TASK DETAILS:
Pick up the passage below on Slovenia's banking measures during the COVID-19 pandemic and continue it from its final sentence.

In response to the COVID-19 pandemic, Slovenia swiftly introduced certain measures in the field of banking with the goals of promoting the liquidity of Slovenian businesses and stimulating the banks to support the country’s economic recovery. Such measures included mandatorily available 12-month moratoria on bank loans (further supported by a smaller-sized EUR 200 million state guarantee scheme for the moratoria-affected amounts), and a larger-scale EUR 2 billion state guarantee scheme for certain new bank loans. However, such measures proved less popular that expected.
According to the information shared by the Bank of Slovenia, by the end of June 2020, corporate borrowers filed moratorium applications for only approximately 5.6% of the total number of corporate loans, and the total amount of deferred liabilities in the period amounted to a modest EUR 365.4 million. Moreover, while by the end of June 2020 Slovenia’s banks reportedly received 1,200 applications for new liquidity loans, in a total amount of EUR 668 million, by mid-July 2020 only three new loan transactions had been backed by the state guarantee, worth a total of just EUR 16.5 million.
The modest success of these measures can be attributed to several factors.
The Slovenian regulations on mandatory moratoria left certain very material questions open to interpretation, such as how the moratoria should be treated in view of prudential requirements applicable to banks, what interest rates should be applied in case of margin ratchets, how to effect moratoria for loans secured with state or quasi-state guarantees where the banks are not allowed to change loan terms, and how the banks can achieve legal certainty in assessing whether or not the borrower’s application is grounded under the threat of high fines. The banks also faced certain incompatibilities between the national rules and the relevant EBA guidelines.

LISTED RECORDS:

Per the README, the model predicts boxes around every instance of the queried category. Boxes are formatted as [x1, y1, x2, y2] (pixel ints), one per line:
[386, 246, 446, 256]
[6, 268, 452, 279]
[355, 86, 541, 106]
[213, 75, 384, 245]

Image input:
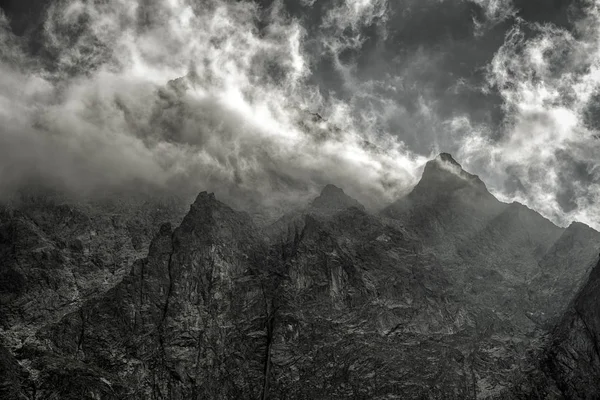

RESULT OF THE TASK:
All of the above ambiguities, combined with the need to make significant adjustments to the banks’ IT systems, contributed to long approval processes. Consequently, many (particularly corporate borrowers) preferred negotiating private moratoria on a bilateral basis.
Implementing the state’s EUR 2 billion state guarantee scheme appears to have been even more challenging. Under the initial set of rules governing the scheme, it was (among other things) not clear how the banks would be enabled to check when the quota of EUR 2 billion is used up, which is obviously material for loan approval decisions; what was meant by the rule that the guarantee shall not exceed the loan term (which contradicts the essential purpose of a guarantee); and how to apply the unclear requirement that “bank and the state shall sustain losses proportionally and under the same conditions.” Additional uncertainty was created both by the possibility that instead of receiving a guarantee payment in cash the bank would receive state bonds (which from the perspective of prudential requirements may be less beneficial); and by the excessive penalty provisions providing that in case of borrower misrepresentations (which the bank cannot influence) the bank will lose the guarantee and may be required to not only return the benefit, but even to pay default interest on it.
However, deficiencies in the law were not the only hindering factor. According to Slovenian banks, ever since the epidemic the demand for liquidity loans has been objectively low. First, businesses have received several other state incentives, such as subsidies for employees who were temporarily waiting for work, payment of certain social contributions for employees, and so on. Second, companies have been reluctant to incur additional loans, as no matter how cheap, they still need to be repaid. If a company does not know if, when, and how it will be able to compensate for lost orders, its ability to repay is unpredictable as well.
Since the measures were first adopted, Slovenia’s Government has adopted (and corrected) certain implementing regulations, remedying some of the uncertainties. Significant implementation efforts have been rendered by the SID bank (the Slovenian export and development bank which was entrusted with handling the operative tasks on behalf of the State) in cooperation with Ministry of Finance, the Slovenian Banking Association, and the Slovenian banks. Following these developments, the guarantees should generally qualify as CRR-eligible collateral, and, consequently, the state-guarantee-backed loans should become more attractive for Slovenian banks.
It is hoped that the legislative framework concerning the state-backed guarantees is now sufficiently evolved to encourage the banks to support the liquidity of Slovenian businesses and economic recovery, particularly in the event the economic situation deteriorates further due to the second wave of the epidemic.